# Source extract

The pump organ is a type of free-reed organ that generates sound as air flows past a vibrating piece of thin metal in a frame. The piece of metal is called a reed. Specific types of pump organ include the reed organ, harmonium, and melodeon. The idea for the free reed was imported from China through Russia after 1750, and the first Western free-reed instrument was made in 1780 in Denmark.
More portable than pipe organs, free-reed organs were widely used in smaller churches and in private homes in the 19th century, but their volume and tonal range were limited. They generally had one or sometimes two manuals, with pedal-boards being rare. The finer pump organs had a wider range of tones, and the cabinets of those intended for churches and affluent homes were often excellent pieces of furniture. Several million free-reed organs and melodeons were made in the US and Canada between the 1850s and the 1920s, some of which were exported. The Cable Company, Estey Organ, and Mason & Hamlin were popular manufacturers.
Alongside the furniture-sized instruments of the west, smaller designs exist. The portable, hand-pumped harmonium or samvadini is a major instrument on the Indian subcontinent developed by Indians to meet local needs. The craftsmen created a harmonium that a single person could carry, with added microtones.

# About this task
Retype, word for word, the section of the pump organ passage that begins with the words containing "More portable than" and ends with "were popular manufacturers.".

# Entries shown
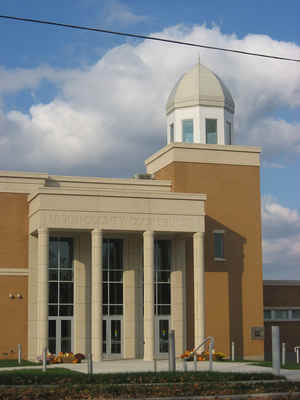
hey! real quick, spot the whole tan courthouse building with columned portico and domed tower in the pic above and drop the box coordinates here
[0,64,264,360]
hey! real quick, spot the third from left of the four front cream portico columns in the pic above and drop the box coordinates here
[144,231,154,360]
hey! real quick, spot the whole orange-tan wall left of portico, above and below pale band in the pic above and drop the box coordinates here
[0,193,28,358]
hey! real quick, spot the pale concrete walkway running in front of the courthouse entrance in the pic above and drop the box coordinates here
[0,360,300,381]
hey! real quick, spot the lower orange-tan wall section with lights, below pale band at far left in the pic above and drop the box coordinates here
[0,276,28,358]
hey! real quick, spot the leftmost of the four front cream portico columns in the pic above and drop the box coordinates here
[37,228,49,355]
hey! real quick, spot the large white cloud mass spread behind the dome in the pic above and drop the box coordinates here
[0,24,300,176]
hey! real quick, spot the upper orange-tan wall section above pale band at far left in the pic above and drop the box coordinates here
[0,193,28,268]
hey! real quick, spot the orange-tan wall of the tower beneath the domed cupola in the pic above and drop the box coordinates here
[155,162,264,357]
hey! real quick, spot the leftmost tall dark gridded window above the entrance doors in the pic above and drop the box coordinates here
[48,237,74,317]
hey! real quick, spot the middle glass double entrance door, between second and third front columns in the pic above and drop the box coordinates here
[102,316,123,359]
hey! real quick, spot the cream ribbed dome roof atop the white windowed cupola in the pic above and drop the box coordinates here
[166,63,234,114]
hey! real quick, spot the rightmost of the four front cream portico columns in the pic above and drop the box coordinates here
[193,232,205,346]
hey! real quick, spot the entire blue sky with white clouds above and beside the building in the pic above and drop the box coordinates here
[0,0,300,279]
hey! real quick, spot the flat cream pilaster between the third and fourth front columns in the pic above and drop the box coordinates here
[171,238,186,356]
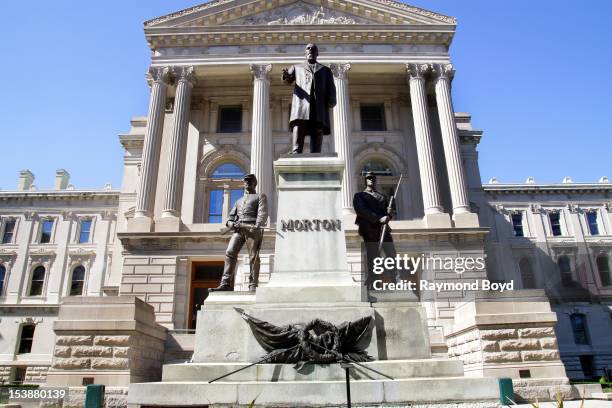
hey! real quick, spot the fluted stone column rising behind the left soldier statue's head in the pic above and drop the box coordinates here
[250,64,273,218]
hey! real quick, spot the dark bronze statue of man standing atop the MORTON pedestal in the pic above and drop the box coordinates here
[282,44,336,154]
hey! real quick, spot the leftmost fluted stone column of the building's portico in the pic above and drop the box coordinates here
[134,67,170,218]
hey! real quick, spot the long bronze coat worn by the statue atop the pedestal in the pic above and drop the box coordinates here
[284,62,336,135]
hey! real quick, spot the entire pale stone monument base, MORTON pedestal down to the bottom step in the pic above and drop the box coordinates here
[128,154,498,407]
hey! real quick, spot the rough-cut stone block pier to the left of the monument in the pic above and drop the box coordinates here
[47,296,167,387]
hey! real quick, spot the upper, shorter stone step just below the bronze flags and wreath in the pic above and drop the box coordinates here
[162,359,463,382]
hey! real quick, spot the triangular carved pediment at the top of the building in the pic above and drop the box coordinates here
[145,0,456,29]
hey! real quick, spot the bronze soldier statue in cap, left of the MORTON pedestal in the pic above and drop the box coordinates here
[210,174,268,292]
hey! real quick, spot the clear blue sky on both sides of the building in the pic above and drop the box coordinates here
[0,0,612,190]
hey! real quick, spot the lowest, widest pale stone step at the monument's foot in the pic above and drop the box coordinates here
[128,378,499,407]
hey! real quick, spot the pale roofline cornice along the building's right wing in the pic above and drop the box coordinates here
[482,183,612,194]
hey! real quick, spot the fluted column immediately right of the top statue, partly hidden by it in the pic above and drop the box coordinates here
[329,64,355,213]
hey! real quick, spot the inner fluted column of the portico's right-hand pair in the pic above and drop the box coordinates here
[406,64,450,228]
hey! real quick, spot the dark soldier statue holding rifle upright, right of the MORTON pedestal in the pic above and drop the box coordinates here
[353,171,401,289]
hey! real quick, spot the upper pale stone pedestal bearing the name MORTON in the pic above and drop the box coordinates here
[257,154,364,303]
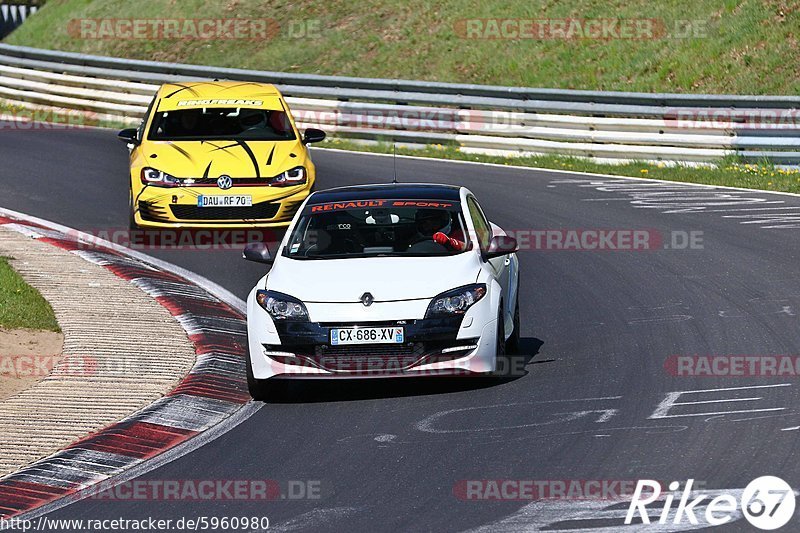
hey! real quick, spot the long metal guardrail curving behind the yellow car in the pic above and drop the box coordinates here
[0,44,800,164]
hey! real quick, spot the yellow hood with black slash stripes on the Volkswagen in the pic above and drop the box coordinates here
[142,140,305,179]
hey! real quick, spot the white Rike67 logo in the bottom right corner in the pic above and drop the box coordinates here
[625,476,795,530]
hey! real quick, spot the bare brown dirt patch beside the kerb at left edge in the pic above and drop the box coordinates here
[0,328,64,400]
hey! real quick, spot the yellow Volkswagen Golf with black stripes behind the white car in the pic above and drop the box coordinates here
[119,81,325,228]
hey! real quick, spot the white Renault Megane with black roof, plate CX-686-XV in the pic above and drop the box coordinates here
[244,184,520,399]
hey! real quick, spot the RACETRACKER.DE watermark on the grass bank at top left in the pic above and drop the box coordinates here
[67,18,322,41]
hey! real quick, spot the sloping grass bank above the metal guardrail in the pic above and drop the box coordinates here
[6,0,800,95]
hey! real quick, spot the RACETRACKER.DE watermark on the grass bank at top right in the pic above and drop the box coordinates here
[453,17,708,41]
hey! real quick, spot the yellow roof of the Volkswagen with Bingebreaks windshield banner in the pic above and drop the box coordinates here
[158,81,283,111]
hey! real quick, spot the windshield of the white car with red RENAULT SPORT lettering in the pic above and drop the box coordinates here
[283,200,471,259]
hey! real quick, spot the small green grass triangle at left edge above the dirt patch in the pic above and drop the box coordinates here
[0,257,61,331]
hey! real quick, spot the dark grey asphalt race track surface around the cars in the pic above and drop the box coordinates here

# Response for this exercise
More portable than pipe organs, free-reed organs were widely used in smaller churches and in private homes in the 19th century, but their volume and tonal range were limited. They generally had one or sometimes two manuals, with pedal-boards being rare. The finer pump organs had a wider range of tones, and the cabinets of those intended for churches and affluent homes were often excellent pieces of furniture. Several million free-reed organs and melodeons were made in the US and Canada between the 1850s and the 1920s, some of which were exported. The Cable Company, Estey Organ, and Mason & Hamlin were popular manufacturers.